1. OGH (Österreich): Kritisierende Domain mit Firmenschlagwort zulässig

- Domain "….unzufriedene Kunden der Fa. X …" zulässig

- Kritisierende Domain ist keine kennzeichenmäßige Benutzung

 

2. OLG Frankfurt: Bei irreführender Blickfangwerbung muss Hinweis gegeben werden

- Aufklärender Hinweis bei Blickfangwerbung muß so deutlich erkennbar sein wie der übrige Text

 

3. OLG Brandenburg: Stadtverwaltung darf Werbeflyer mit Gehaltsabrechnung versenden

- Versendung eines Werbeflyers einer Bank durch Stadtverwaltung mit Gehaltsabrechnung zulässig

- Eine Verknüpfung eigener privater Interesse mit der staatlichen Autorität liege nicht vor

 

4. OLG Hamm: Zur Telefonwerbung gegenüber Gewerbetreibenden

- Ein allgemeiner Sachbezug eines neuen Angebotes per Teledon reicht nicht aus

- Die Nummer des Anrufers darf nicht unterdrückt werden

 

5. LG Düsseldorf: Auch "Flappen" müssen als Werbung gekennzeichnet werden

- Separater Umschlag bei Presseerzeugnis muß als Werbung gekennzeichnet werden

 

6. LG Berlin: Kein Schadenersatz für Hochzeitausstatterfoto im Internet

- Die MFM Tabelle, nach der Entschädigung den für die unerlaubte Verwendung von Fotoaufnahmen berechnet werden können, gilt nur für Berufsfotografen

- Ein Hochzeitsausstatter ist kein Berufsfotograf

 

7. LG Düsseldorf: "Kleiner Doktor" aus Bratislawa in Deutschland unzulässig

- Der Doktorgrad erzeugt erhebliches Vertrauen in die Kompetenz und die intellektuellen Fähigkeiten seines Trägers

- Auf Erwerb im Ausland muß hingewiesen werden

 

8. AG München: Justitiar wegen "Markenraubs" vor Strafgericht

- Strafverhandlung gegen Justitiar eines Verlages wegen Markenraub

 


 


1. OGH (Österreich): Kritisierende Domain mit Firmenschlagwort zulässig

Ein Unternehmen hatte sich auf Gebäude/Mauertrockenlegung spezialisiert. Dazu hatte es ein Verfahren entwickelt mit der Bezeichnung "Gravomagnetokinese". Ein Kunde des Unternehmens war mit den Leistungen des Verfahrens unzufrieden und meldete eine Domain für sich an, die einen Teil der Unternehmensbezeichnung trug und den Zusatz "…unzufriedene". Hier sollten andere, unzufriedene Kunden ihre Meinungen austauschen.

ERFASSTE DATEN |
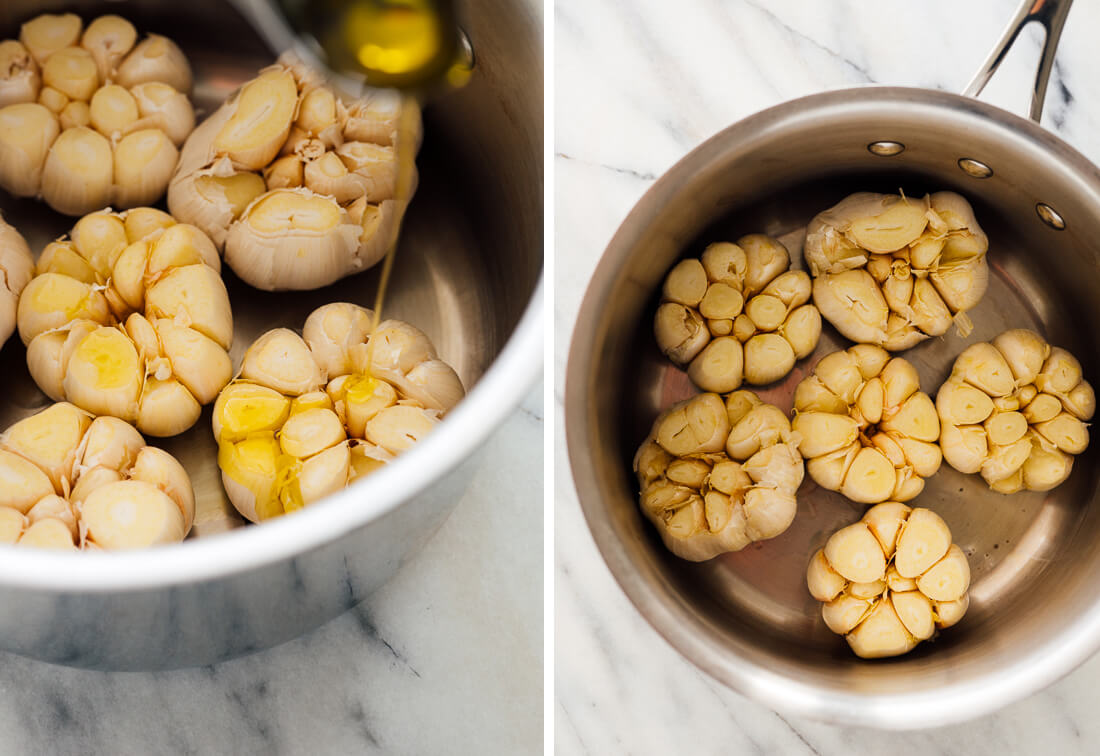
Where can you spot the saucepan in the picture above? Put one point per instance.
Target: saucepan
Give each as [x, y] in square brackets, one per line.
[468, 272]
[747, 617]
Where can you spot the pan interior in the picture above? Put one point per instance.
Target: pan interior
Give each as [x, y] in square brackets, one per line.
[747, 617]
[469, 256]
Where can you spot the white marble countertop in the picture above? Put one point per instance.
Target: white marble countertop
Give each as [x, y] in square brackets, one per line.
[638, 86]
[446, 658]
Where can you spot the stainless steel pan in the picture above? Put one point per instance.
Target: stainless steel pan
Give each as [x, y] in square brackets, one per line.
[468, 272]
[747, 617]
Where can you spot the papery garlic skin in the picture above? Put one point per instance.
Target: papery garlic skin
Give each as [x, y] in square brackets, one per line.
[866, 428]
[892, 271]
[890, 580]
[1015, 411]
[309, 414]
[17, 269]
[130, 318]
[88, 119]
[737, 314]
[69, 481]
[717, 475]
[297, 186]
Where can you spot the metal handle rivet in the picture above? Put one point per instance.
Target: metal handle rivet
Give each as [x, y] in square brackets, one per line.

DIE AUFGABE | Schreib den Text über die Gerichtsurteile oben nach seinem letzten Satz weiter.

ERGEBNIS |
Der oberste österreichische Gerichtshof (OGH) lehnte es ab, in der Domain eine Verletzung der Namens bzw. Markenrechtes des Unternehmens zu sehen. Nur der kennzeichenmäßige Gebrauch eines Zeichens sei dem Berechtigten vorbehalten. Es sei geradezu ausgeschlossen, dass Nutzer erwarteten, mit Hilfe dieser Domain auf Informationen des Unternehmens selbst zugreifen zu können. Eine "kritisierende" Domain sei zulässig, wenn der Name als Signal gebraucht werde, um Interessenten auf die Kritik aufmerksam zu machen und der Benutzer bei Anzeige der Seite diese Umstände sofort erkenne.

OGH 24. 2 2 1009 ; Az. 17Ob2/09g
K&R 2009, S. 430

 

2. OLG Frankfurt: Bei irreführende Blickfangwerbung muss Hinweis gegeben werden

Nach der Rechtsprechung des Bundesgerichtshofes muss irreführende Blickfangwerbung durch einen unmissverständlichen Hinweis aufgeklärt werden. Auch wenn der Blickfang nur die "halbe Wahrheit" enthält, muss durch ein hinreichend deutliches Zeichen auf einen aufklärenden Hinweis verwiesen werden. Von dieser Rechtsprechung ging das OLG Frankfurt auch im vorliegenden Fall aus. Hier war in der Blickfangwerbung von einer neuen Kundenprämie von 50 EUR für jeden Kunden bei Abschluss eines bestimmten Tarifs und einer Mindestabnahmemenge pro Jahr geworben worden. Auf die bestehenden Einschränkungen des Tarifs war in einer Fußnote zwar hingewiesen worden, doch war diese nicht deutlich und in gleicher Schärfe erkennbar wie der übrige Text.

OLG Frankfurt vom 31.3.2009 ; Az. 11 U 2/09
Fundstelle eigene

 

3. OLG Brandenburg: Stadtverwaltung darf Werbeflyer mit Gehaltsabrechnung versenden

Eine Bank hatte einer Stadtverwaltung Werbeflyer zur Verfügung gestellt, die diese zusammen mit den Gehaltsabrechnungen in einem die Stadt als Absender ausweisenden Briefumschlag versandte. Ein anderes Bankinstitut beanstandete dies als wettbewerbswidrig, in erster Instanz wurde die Aktion durch ein Gericht untersagt.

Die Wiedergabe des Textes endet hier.